───── Reading passage

The Flynn Effect is one of those “interesting, atypical, and/or paradoxical outcomes,” and researchers have spent “considerable scientific effort attempting to explain it.” What is the Flynn Effect? To summarize (and, of course, to oversimplify), measured IQ has been increasing at a relatively regular rate in most countries for at least a century. What is the fundamental cause? No one knows, though many researchers believe that they have solved part of the puzzle. What are the conditioning factors? These are, finally, coming into sharper focus, though also still incomplete. How has this focus emerged? How can we continue to make progress? Answering those two critical questions requires attention to methodology. What are the past, present, and future research methods that will support continued success in studying the Flynn Effect?
Importantly, virtually the whole research enterprise associated with the Flynn Effect appears scientifically backwards, as the empirical finding has been driving the theory, rather than the other way around. Tukey’s perspective offers a reasonable and insightful way to conceptualize research on the Flynn Effect, all still within a scientific framework, and to provide methodological insights. Further, the exploratory/confirmatory paradigm—as a relatively recent insightful (and perhaps radical) expansion of the standard dogma—explains some of the pitfalls associated with Flynn Effect research, suggests why progress has been so slow, and also suggests some routes to potential progress.
I will begin with a meta-discussion of past Flynn Effect research—that is, I will discuss the process of doing the research, rather than to review the research itself (which I, and many others, have done repeatedly over the past 20 years). Then, I will cast that past work into the exploratory/confirmatory paradigm developed by Tukey. Next, a natural way to think about methodology associated with studying the Flynn Effect will emerge, and I will make that explicit. Next, I will discuss the four papers within this special issue, and how they fit into the framework. I conclude with comments about current and future methodology in relation to the Flynn Effect.
2. Doing Flynn Effect Research in the Past
], I presented a critical assessment of Flynn Effect research. There I suggested that explanations were being proffered long before the actual phenomenon itself had been fully specified and understood. I presented ten research agendas that would inform the discussion, and set the stage to identify the underlying cause(s) of the Flynn Effect. Well over 15 years after that paper was published, only partial progress has been made. We are still attempting to identify the causes of a phenomenon that, in many ways, is unexplained.
However, there has been substantial progress, in two senses. First, certain elements of the Flynn Effect have now been elaborated and specified; several of the suggested ten research agendas have been engaged, others that I did not anticipate have been proposed and used, and the products have provided important insights. Second, some of the confusion has been formalized. This version of confusion is actually a good outcome (though its existence may at first glance appear to be a negative critique); formalized confusion identifies those areas underlying the phenomenon that don’t cohere. In other words, if empirical results are disparate across cultures, or across time, then those disparities themselves provide valuable and useful evidence, pointing to some potential causes, and ruling out others. As one example, Flynn Effect patterns have diverged in interesting (though still not adequately explained) ways between Scandinavian countries and the U.S. (see for example, [4
]). What causes this divergence? As an example in the other direction, when educational reforms have fluxed and waned in the U.S., the Flynn Effect patterns have often stayed on course, almost relentlessly. Does this take educational reform out of the explanatory equation? They are not removed logically, because educational reform could be important, yet mediated by other processes that dampen the obvious effects, or other naturally-occurring processes may compensate in relation to increasing and decreasing educational reform. As a third example, consider that the Flynn Effect should show pragmatic outcomes; patterns or anomalies in the real world presumably reflect the cause(s) of the effect. Howard [6
] evaluated changing patterns among elite chess and bridge players for evidence of the Flynn Effect. Huebner [7
] considered how the Flynn Effect should impact the development of innovations. As a reviewer noted, “Detailed treatment of the ‘criterion validity’ … is undoubtedly a highly significant, yet very much overlooked aspect of Flynn Effect research.”

──────────
───── Data to examine

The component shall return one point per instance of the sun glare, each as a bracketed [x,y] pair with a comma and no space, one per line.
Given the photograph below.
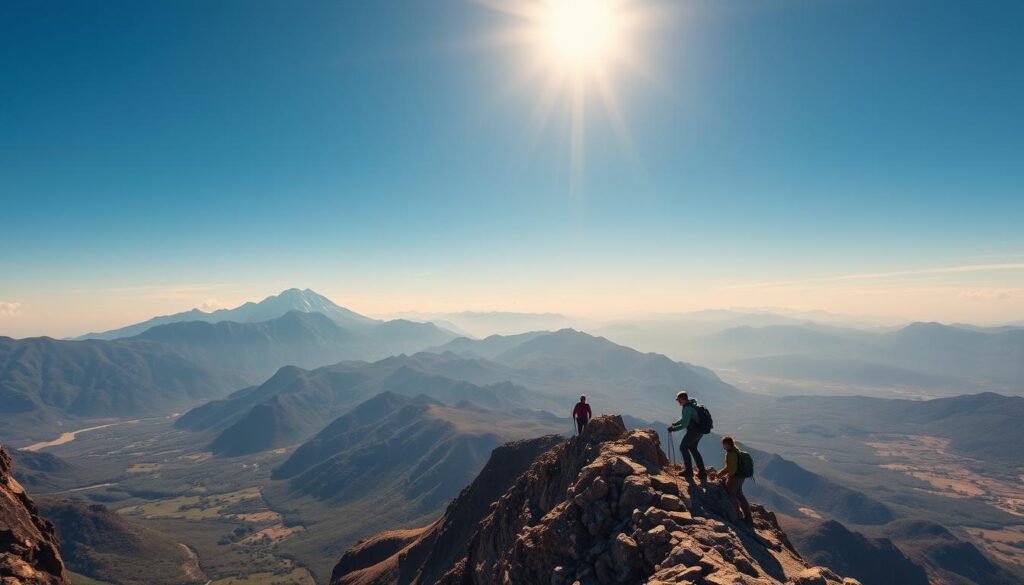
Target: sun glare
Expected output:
[581,33]
[574,51]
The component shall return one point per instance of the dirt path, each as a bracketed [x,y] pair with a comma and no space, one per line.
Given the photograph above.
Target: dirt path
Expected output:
[69,436]
[190,566]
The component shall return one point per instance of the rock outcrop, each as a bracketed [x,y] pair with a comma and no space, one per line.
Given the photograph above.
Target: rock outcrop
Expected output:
[606,508]
[423,555]
[29,550]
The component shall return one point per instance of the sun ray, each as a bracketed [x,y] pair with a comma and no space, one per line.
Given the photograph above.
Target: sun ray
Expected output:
[576,49]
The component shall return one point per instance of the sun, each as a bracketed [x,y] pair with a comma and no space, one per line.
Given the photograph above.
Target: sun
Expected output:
[581,34]
[573,55]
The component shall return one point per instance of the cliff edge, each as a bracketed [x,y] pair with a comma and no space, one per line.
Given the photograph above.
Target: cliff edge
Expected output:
[601,508]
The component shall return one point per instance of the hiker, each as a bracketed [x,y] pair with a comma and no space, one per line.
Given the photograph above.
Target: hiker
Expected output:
[582,414]
[690,421]
[738,466]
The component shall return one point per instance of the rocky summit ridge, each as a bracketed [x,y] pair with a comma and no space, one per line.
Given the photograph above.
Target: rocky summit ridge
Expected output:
[601,508]
[29,550]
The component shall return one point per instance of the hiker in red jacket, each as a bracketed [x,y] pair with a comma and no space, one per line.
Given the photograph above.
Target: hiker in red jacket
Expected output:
[582,414]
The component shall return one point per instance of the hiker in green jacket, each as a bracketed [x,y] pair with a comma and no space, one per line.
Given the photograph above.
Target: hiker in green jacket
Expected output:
[688,446]
[733,482]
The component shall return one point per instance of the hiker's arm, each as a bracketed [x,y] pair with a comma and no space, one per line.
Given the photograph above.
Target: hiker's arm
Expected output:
[731,463]
[683,422]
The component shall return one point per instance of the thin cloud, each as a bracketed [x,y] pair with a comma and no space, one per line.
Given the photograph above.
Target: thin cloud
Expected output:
[1006,266]
[9,308]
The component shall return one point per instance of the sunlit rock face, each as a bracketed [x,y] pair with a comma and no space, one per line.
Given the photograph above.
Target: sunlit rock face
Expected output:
[601,508]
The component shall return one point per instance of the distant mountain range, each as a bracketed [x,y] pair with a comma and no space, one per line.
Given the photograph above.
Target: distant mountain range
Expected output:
[101,544]
[44,382]
[172,362]
[482,324]
[535,372]
[256,350]
[938,359]
[396,458]
[295,403]
[266,309]
[568,363]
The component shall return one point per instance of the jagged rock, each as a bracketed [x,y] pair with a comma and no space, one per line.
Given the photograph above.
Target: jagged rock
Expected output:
[29,550]
[605,508]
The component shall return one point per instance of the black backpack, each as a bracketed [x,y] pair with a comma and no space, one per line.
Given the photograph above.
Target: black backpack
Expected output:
[744,464]
[706,423]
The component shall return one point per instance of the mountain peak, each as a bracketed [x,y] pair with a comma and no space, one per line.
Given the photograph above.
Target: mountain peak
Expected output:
[273,306]
[601,507]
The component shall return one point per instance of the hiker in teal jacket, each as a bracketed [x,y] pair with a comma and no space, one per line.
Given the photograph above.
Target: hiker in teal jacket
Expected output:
[688,446]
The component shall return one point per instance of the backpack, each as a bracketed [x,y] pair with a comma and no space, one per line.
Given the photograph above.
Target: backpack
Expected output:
[744,464]
[706,423]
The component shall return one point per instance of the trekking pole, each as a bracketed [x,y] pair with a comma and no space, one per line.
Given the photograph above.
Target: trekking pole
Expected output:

──────────

#### [Required work]
Carry on the passage on Flynn Effect research, starting right after its final sentence, which quotes a reviewer on "criterion validity."

#### [Response below]
To be sure, the rush of Flynn Effect researchers to quickly (too quickly?) propose a coherent causal explanation with consensual support—which at this point has still not been obtained for any specific explanation—has helped to stimulate interest and has contributed to the ultimate goal of a plausible, parsimonious, and empirically supported explanatory model. In Tukey’s language, what were intended to be confirmatory processes have often turned exploratory. The proposed explanatory models (and typically quick counter-arguments) have generated considerable scholarly exchange and discourse. Lynn (and others) published a number of article arguing for a nutrition explanation (e.g., [8
]). Flynn (and others) consistently countered those. Mingroni proposed an outbreeding (hybrid vigor) explanation (e.g., [9
]). Flynn (and others) identified weaknesses in the argument (e.g., [10
]). Brand [11
] proposed that testing artifacts underlie the Flynn Effect, yet others have identified weaknesses in the connection between that reasoning and empirical outcomes. Dickens and Flynn [12
] offered a sophisticated and fascinating social-multiplier model that accounted for many of the unexplained factors in past Flynn Effect research (also see [13
]). Of course others criticized it (including the current author, see [14
]) and then others elaborated and improved the model (see the de Kort et al.
’s paper [15
] in this special issue).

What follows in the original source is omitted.